***** Source extract

= Uterus-like mass =

The uterus-like mass (ULM) is a tumorlike anatomical entity originally described in the ovary in 1981 and thereafter reported in several locations of the pelvis and abdominal cavity including broad ligament, greater omentum, cervix, small intestine, mesentery and conus medullaris. Basically, it is represented by a miniature uterus comprising a smooth muscle wall lined by endometrium thus outlining a uterus anatomical structure. Some of the reported cases have been associated to urinary tract and internal genitalia malformations whereas others appeared as a solitary finding. The term endomyometriosis has also been applied to this lesion.

Different pathogenetic views have been suggested for this anomaly: a) a metaplastic change in endometriosis foci bringing about smooth muscle hyperplasia; b) a congenital anomaly due to fusion defects of the Müllerian ducts; and c) a sub-coelomic transformation of the mesenchyme.

**********
***** Provided records

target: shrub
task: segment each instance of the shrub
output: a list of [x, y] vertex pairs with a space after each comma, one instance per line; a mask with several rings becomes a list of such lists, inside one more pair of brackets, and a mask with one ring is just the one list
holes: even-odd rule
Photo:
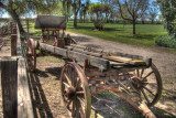
[[158, 46], [174, 47], [176, 49], [176, 39], [172, 35], [161, 35], [155, 39], [155, 43]]

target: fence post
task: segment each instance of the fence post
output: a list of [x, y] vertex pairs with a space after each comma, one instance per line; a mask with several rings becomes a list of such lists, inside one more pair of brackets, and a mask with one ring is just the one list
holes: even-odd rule
[[3, 117], [16, 118], [16, 57], [0, 57]]
[[11, 34], [11, 56], [16, 55], [16, 42], [18, 42], [18, 29], [16, 24], [12, 24], [12, 34]]

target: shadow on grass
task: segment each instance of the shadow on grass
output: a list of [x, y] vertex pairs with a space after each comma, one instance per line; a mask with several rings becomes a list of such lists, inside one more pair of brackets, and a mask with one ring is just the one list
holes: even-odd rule
[[154, 112], [156, 118], [176, 118], [176, 116], [174, 116], [173, 114], [167, 112], [158, 107], [153, 107], [152, 111]]
[[151, 34], [135, 34], [135, 35], [132, 35], [132, 34], [129, 34], [129, 35], [121, 35], [123, 37], [134, 37], [136, 40], [151, 40], [153, 41], [153, 39], [155, 37], [155, 35], [151, 35]]

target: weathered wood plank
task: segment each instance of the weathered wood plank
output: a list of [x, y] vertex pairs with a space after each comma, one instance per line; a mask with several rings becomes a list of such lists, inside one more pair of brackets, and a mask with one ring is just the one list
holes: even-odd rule
[[81, 53], [74, 52], [74, 51], [68, 51], [68, 57], [75, 58], [81, 65], [84, 65], [85, 61], [87, 60], [89, 65], [91, 66], [98, 67], [101, 71], [109, 69], [109, 61], [103, 60], [103, 58], [81, 54]]
[[16, 57], [0, 57], [3, 117], [16, 118]]
[[23, 57], [18, 61], [18, 118], [34, 118]]
[[67, 57], [67, 50], [66, 49], [55, 47], [54, 53], [62, 55], [64, 57]]
[[[74, 50], [76, 47], [76, 49], [81, 49], [84, 51], [91, 51], [94, 53], [100, 53], [100, 54], [102, 54], [102, 57], [105, 57], [105, 58], [110, 57], [110, 60], [124, 62], [124, 63], [128, 62], [129, 64], [132, 64], [132, 65], [150, 66], [151, 63], [152, 63], [152, 58], [143, 57], [143, 56], [140, 56], [140, 55], [131, 55], [131, 54], [124, 54], [124, 53], [119, 53], [119, 52], [111, 53], [111, 52], [107, 52], [107, 51], [103, 51], [103, 50], [99, 50], [99, 49], [95, 49], [95, 47], [86, 47], [86, 46], [78, 45], [78, 44], [70, 44], [70, 45], [74, 47]], [[109, 55], [109, 56], [103, 56], [103, 55]], [[129, 61], [127, 61], [127, 60], [129, 60]]]
[[44, 43], [40, 43], [40, 47], [42, 50], [50, 51], [50, 52], [52, 52], [54, 54], [58, 54], [58, 55], [62, 55], [64, 57], [76, 60], [81, 65], [84, 65], [85, 61], [88, 60], [88, 63], [91, 66], [98, 67], [98, 68], [100, 68], [102, 71], [109, 68], [109, 61], [100, 58], [100, 57], [86, 55], [86, 54], [82, 54], [82, 53], [69, 51], [67, 49], [55, 47], [55, 46], [52, 46], [52, 45], [48, 45], [48, 44], [44, 44]]
[[46, 51], [54, 53], [55, 47], [53, 45], [45, 44], [45, 47], [46, 47]]
[[16, 40], [18, 40], [18, 35], [11, 34], [11, 56], [16, 55]]
[[41, 47], [42, 50], [46, 50], [46, 44], [45, 44], [45, 43], [40, 43], [40, 47]]

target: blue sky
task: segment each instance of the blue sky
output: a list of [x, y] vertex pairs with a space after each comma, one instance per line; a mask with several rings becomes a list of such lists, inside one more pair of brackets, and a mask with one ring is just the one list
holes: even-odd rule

**********

Tasks to carry out:
• a. From the passage on the uterus-like mass, list every location in which the lesion was reported after its original description in the ovary.
• b. Carry the passage on the uterus-like mass forward from its last sentence.

Responses for each task:
• a. Broad ligament, greater omentum, cervix, small intestine, mesentery, conus medullaris

• b.
ULM has also been reported associated to endometrial carcinoma and breast cancer. A clonal chromosome deletion 2p21 was found in endomyometriosis by Verhest et al. while Pai evidenced a strict relationship among ULM, breast cancer and elevated serum CA125 supporting the view of ULM being either hormone-dependent or a form of endometriosis. There have been reports of the finding of occurrence of endometriosis in leiomyomatosis peritonealis disseminata.

More than 15 cases of ULM have been reported so far. A case of ULM was reported 22 years after total hysterectomy, another 17 years after. Abdominal pain and a palpable mass are among the main clinical findings.

Anyway, the phenomenon of smooth muscle cell metaplasia occurring in association with endometriosis (endomyometriosis), as well as of smooth muscle differentiation at endometrio-myometrial junction independently from actually engendering uterus-like configurations in several locations of the pelvis, have been pointed out by several authors.

A magnetic resonance account of this lesion type has been provided by Menn et al.